> _What the exercise asks_
Resize the listing from its first line through the line containing "point(344, 77)", both included. Reproduce every line, but multiply each coordinate in the answer points by 2.4 and round to the nearest whole number, with halves rounded up, leaving all other numbers, including those in the comment lines, unchanged.

> _Material supplied_
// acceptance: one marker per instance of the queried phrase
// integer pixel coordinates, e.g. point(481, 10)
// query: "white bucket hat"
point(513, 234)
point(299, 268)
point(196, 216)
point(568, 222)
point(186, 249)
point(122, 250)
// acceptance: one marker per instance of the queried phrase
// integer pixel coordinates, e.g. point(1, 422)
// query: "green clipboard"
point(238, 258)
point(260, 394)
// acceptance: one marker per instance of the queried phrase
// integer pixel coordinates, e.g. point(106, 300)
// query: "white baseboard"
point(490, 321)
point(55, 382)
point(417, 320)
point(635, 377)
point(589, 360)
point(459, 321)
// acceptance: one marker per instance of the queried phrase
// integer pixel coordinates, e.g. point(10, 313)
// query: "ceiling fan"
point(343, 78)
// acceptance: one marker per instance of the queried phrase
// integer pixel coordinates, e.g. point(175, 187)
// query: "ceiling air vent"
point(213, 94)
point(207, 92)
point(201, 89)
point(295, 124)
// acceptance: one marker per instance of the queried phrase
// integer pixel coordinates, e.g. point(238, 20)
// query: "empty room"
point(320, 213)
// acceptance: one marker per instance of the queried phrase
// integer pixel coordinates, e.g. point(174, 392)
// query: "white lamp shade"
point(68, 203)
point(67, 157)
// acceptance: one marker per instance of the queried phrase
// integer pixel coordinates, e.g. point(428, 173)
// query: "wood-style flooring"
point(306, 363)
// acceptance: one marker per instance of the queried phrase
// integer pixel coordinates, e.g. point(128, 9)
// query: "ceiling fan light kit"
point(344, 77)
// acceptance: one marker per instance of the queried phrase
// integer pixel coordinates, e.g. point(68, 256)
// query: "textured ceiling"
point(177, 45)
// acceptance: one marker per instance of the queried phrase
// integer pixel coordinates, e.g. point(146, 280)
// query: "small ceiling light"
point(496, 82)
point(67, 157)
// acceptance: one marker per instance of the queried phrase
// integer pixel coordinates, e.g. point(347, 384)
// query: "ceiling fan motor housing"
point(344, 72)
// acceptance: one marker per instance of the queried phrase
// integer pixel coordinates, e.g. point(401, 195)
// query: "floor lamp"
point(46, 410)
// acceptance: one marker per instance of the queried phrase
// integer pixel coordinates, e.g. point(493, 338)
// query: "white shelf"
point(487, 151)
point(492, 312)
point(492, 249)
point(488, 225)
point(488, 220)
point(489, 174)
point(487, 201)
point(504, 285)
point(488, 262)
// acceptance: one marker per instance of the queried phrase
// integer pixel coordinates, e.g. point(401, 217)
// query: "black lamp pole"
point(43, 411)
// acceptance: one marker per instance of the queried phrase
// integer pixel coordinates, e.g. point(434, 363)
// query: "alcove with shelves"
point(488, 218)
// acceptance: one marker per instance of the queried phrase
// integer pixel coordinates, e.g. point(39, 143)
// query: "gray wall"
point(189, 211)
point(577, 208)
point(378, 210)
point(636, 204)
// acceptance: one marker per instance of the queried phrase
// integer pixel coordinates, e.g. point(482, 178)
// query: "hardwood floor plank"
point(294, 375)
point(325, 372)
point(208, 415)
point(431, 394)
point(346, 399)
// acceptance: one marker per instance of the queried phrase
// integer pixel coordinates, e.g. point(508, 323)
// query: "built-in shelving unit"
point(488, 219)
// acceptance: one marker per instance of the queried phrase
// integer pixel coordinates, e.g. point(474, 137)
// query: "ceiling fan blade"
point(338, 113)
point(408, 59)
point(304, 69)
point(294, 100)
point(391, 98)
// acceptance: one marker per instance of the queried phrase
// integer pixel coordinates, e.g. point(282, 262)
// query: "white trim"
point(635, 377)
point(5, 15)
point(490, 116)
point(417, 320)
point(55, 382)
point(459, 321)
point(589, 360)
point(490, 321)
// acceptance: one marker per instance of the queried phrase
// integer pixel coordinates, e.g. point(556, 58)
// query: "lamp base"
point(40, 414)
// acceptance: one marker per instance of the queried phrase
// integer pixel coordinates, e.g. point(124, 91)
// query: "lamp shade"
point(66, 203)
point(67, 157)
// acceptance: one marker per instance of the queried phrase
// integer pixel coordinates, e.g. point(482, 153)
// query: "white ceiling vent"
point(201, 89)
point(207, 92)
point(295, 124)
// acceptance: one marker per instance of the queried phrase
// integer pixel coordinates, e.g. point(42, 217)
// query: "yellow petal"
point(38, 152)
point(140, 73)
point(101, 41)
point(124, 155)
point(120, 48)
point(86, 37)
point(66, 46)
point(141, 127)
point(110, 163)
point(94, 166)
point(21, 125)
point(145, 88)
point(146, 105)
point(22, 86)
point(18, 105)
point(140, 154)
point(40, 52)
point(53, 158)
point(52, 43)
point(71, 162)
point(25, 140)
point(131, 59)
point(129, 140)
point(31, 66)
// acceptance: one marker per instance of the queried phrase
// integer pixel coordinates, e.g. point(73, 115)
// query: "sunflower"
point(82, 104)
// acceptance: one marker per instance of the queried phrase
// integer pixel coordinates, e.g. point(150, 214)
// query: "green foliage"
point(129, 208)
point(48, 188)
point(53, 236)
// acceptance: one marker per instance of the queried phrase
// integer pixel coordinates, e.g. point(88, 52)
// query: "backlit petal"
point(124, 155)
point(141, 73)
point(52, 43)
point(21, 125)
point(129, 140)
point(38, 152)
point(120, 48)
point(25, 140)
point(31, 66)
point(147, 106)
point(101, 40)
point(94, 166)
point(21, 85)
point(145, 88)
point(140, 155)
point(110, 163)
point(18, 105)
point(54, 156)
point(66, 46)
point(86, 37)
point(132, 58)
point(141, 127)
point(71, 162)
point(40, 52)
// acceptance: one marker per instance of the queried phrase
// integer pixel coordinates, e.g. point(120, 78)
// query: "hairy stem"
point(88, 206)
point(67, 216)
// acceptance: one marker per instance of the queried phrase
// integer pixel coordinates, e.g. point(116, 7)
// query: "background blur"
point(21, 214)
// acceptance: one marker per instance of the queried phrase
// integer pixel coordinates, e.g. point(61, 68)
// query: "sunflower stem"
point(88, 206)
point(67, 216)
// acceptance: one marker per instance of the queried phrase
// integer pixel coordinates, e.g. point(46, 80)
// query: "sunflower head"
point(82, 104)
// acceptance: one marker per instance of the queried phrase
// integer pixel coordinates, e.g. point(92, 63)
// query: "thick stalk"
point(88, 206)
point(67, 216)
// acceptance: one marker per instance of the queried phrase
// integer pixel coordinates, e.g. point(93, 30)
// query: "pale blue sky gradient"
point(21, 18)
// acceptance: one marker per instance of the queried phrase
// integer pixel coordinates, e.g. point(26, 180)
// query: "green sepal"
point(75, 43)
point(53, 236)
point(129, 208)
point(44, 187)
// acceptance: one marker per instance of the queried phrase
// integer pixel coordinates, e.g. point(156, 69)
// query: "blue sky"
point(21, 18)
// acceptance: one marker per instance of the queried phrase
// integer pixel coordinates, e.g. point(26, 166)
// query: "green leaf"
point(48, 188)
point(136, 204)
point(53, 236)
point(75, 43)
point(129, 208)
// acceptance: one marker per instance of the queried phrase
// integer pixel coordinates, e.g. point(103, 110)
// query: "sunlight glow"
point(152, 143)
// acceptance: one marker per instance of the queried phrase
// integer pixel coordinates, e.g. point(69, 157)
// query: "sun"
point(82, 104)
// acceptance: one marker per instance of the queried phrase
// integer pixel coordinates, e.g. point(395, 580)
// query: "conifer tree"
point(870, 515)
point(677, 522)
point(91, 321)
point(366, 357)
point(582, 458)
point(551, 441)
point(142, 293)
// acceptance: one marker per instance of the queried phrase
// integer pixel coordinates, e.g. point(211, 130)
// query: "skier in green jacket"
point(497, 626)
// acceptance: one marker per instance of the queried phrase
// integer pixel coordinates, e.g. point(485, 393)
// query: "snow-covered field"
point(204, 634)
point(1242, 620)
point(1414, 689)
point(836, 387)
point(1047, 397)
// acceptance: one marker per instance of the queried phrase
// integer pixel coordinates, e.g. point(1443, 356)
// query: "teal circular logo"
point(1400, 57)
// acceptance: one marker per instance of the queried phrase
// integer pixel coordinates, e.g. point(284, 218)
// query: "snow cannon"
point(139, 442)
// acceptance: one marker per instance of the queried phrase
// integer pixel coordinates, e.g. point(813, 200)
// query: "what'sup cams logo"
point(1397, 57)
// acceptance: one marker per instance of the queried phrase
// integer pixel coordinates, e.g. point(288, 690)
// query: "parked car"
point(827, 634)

> _Full output_
// acceptance: one marker per instance of the queried phrase
// integer pixel coordinates, e.g. point(481, 10)
// query: "white bucket hat"
point(1231, 562)
point(718, 643)
point(470, 518)
point(1363, 533)
point(446, 598)
point(293, 600)
// acceptance: one marker per instance of the queried phrase
// integer pixel coordinates, e.g. point(1, 422)
// query: "green clipboard"
point(571, 619)
point(624, 946)
// acceptance: one marker per instance of the queried phrase
// integer pixel coordinates, e.g. point(106, 300)
// query: "white baseboard"
point(1176, 770)
point(132, 917)
point(1001, 768)
point(1524, 905)
point(1414, 864)
point(1102, 770)
// acceptance: one marker per instance of the queried phrase
// integer pixel coordinates, e.g. point(10, 313)
// query: "ceiling fan"
point(823, 187)
// acceptance: one marker per instance of the queried phrase
// integer pixel coordinates, e.g. point(175, 187)
// query: "ceiling air vent"
point(511, 226)
point(497, 221)
point(482, 214)
point(708, 298)
// acceptance: one marker per instance of the queried phrase
// integer pixel coordinates, e.g. point(238, 20)
// query: "empty room"
point(768, 511)
// acceptance: one marker per instance of the queried phrase
// integer pixel coordinates, e.g. point(174, 392)
// query: "white lamp shade"
point(163, 487)
point(161, 377)
// acceptance: one marker per instance of the queried phrase
// integer pixel coordinates, e.g. point(428, 173)
// query: "wood-style flooring"
point(734, 871)
// acceptance: one marker per instance of the queried phrase
// integer pixel coordinates, e.g. point(128, 9)
// query: "ceiling fan light kit"
point(826, 185)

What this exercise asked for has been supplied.